-- start of EXCERPT PROVIDED --
A sub-commission of lay leaders?

A day after meeting with the JOC, ACO and the FIMOC, Cardijn wrote on 27 September 1960 to Mgr Achille Glorieux, who had been appointed secretary to the new PCLA.

“We met in Paris yesterday with the leaders of the ACO, FIMOC and JOC Internationale to examine the possibility of international collaboration. We also considered how each movement itself and all together we could do useful work by sending to the Lay Apostolate Commission and even to other commissions one or more documents proposing a study of certain issues and experiences of solution in the field of the worker apostolate, both young and adult.

“During our discussions, we even asked if we could not propose the creation of a sub-commission comprising lay leaders and militants to submit to the Pontifical Commission their point of view, experiences as well as the wishes of the lay apostles themselves with respect to the apostolate to which they had devoted their whole lives.

“This sub-commission could work at international level or diversify into continental sub-commissions, which would examine the issue from an even more realistic perspective on a continent by continent basis.

“The issue of the worker apostolate seems to me to be so important within the ensemble of issues of the lay apostolate that I do not hesitate to ask you if it would be opportune to make such a proposal.
-- end of EXCERPT PROVIDED --
JOB: Write what follows the last sentence of the account of Cardijn's September 1960 letter to Mgr Glorieux. The entries after this text have nothing to do with it.
-- start of RECORD EXTRACTS --
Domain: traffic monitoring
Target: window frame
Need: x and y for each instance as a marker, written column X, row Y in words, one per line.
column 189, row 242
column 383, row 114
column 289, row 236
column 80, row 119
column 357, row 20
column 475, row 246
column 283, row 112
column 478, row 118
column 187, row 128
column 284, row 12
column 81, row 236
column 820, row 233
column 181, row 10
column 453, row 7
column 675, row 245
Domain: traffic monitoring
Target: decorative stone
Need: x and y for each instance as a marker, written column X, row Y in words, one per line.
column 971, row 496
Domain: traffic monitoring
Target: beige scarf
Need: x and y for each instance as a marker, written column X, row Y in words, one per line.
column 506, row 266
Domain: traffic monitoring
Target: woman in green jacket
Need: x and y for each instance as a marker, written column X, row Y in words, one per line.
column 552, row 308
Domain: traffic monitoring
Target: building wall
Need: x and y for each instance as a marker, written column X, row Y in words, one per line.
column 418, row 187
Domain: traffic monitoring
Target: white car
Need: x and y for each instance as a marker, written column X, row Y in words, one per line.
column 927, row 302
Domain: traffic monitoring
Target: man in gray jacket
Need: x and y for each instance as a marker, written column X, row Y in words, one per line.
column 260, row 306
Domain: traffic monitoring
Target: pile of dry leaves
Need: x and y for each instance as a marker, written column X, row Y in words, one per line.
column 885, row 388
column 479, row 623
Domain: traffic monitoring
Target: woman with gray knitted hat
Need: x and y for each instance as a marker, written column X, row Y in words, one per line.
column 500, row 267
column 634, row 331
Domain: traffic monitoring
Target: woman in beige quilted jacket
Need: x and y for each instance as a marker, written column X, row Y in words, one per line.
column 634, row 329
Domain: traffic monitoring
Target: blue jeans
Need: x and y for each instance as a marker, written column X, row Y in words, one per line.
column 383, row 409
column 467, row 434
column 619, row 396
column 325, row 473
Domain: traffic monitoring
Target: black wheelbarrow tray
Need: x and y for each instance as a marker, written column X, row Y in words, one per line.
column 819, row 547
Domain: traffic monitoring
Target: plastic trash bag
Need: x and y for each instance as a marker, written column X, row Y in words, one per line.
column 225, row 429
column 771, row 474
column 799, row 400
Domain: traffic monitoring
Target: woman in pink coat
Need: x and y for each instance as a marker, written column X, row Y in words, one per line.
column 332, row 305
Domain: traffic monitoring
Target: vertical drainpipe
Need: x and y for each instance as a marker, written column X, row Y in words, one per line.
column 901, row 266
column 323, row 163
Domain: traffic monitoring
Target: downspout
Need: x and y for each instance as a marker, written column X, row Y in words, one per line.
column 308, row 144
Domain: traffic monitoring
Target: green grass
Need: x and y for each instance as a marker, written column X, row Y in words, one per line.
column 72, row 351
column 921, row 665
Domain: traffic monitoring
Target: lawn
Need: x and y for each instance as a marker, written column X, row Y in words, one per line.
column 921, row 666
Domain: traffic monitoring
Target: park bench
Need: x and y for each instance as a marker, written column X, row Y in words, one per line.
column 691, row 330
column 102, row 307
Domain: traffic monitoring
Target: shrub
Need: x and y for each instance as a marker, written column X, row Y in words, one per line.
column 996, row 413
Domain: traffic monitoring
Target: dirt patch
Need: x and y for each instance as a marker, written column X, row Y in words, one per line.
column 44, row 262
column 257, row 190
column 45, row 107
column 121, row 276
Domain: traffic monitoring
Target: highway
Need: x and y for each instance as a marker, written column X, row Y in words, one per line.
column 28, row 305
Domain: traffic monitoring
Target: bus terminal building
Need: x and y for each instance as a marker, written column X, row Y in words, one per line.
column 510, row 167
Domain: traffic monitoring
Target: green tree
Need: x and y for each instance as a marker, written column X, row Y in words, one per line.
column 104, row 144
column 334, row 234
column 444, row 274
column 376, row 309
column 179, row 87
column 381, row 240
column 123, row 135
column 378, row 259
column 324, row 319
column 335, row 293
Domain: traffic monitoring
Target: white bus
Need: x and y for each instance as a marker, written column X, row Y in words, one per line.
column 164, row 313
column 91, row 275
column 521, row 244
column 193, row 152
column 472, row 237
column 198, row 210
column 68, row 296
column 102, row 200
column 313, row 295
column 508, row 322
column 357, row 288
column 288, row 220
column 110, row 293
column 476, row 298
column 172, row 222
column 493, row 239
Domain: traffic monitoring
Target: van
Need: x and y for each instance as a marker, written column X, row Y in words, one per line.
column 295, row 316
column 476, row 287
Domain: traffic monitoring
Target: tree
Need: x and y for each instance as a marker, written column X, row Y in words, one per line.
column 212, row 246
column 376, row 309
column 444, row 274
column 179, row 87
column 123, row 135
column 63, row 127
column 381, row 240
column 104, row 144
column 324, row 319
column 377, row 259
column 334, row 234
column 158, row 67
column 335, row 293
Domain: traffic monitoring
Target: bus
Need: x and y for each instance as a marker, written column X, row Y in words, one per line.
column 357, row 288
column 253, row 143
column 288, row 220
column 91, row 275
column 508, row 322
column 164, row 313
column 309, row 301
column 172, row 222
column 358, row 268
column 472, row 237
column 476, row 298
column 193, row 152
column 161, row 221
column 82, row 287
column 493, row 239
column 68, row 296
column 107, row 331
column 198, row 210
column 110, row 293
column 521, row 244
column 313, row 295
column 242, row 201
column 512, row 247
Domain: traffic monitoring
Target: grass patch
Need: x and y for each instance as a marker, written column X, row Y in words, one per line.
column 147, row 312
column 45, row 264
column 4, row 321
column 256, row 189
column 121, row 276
-- end of RECORD EXTRACTS --
ANSWER TO THE EXERCISE:
“If you could consult His Eminence Cardinal Cento on this subject, you could then suggest to use the right attitude to take. I am ready myself to come and speak with His Eminence if he judges it opportune.

“This collaboration of the laity themselves in the preparation of the coming Ecumenical Council seems highly opportune to me at the moment when the World Council of Churches in Geneva is preparing its own World Congress in New Delhi next year on the theme “Christ, Light of the World” and has issued an enthusiastic call to the faithful of all faiths, as well as at a time when Moral Rearmament has redoubled its activity in Africa with all African parties as well moreover will all people of colour,” Cardijn wrote.

JOC leaders meet with Christian Worker movements

FIMOC-ACO-JOCI 25 09 1960

On 25 September 1960, JOC Internationale leaders, Romeo Maione and Maria Meersman, met for “Conversations” with leaders of the French Action Catholique Ouvrière (ACO) and the Fédération Internationale de Mouvements Ouvriers Chrétiens (FIMOC).

The three movements had been in contact and “conversation” since 1958. Discussions were under way about the possibility and the desirability of uniting the ACO, the member movements of the FIMOC and other JOC-inspired Christian Worker movements around the world in a broader international movement that would take the place of the FIMOC.

History of the FIMOC

In 1920, Dutch and Italian Christian democrats proposed to the Belgian Federation of Worker Leagues (Fédération des Ligues Ouvrières) the creation of an international structure.

Conferences in Cologne in 1929 and in Utrecht in 1931 and 1934 led to the creation of an “Association internationale sociale chrétienne” which brought together employers, workers groups, farmers groups and middle class (professional) groups.

According to Jacques Meert, eventually, only the worker wing remained. After World War II, a Swiss initiative sought to revive this leading to a first European meeting in 1948.

This led in 1952 to the foundation of the Fédération internationale des mouvements ouvriers catholiques.

Since then the ACO in France had also emerged as a Specialised Catholic Action movement but which was not part of the FIMOC.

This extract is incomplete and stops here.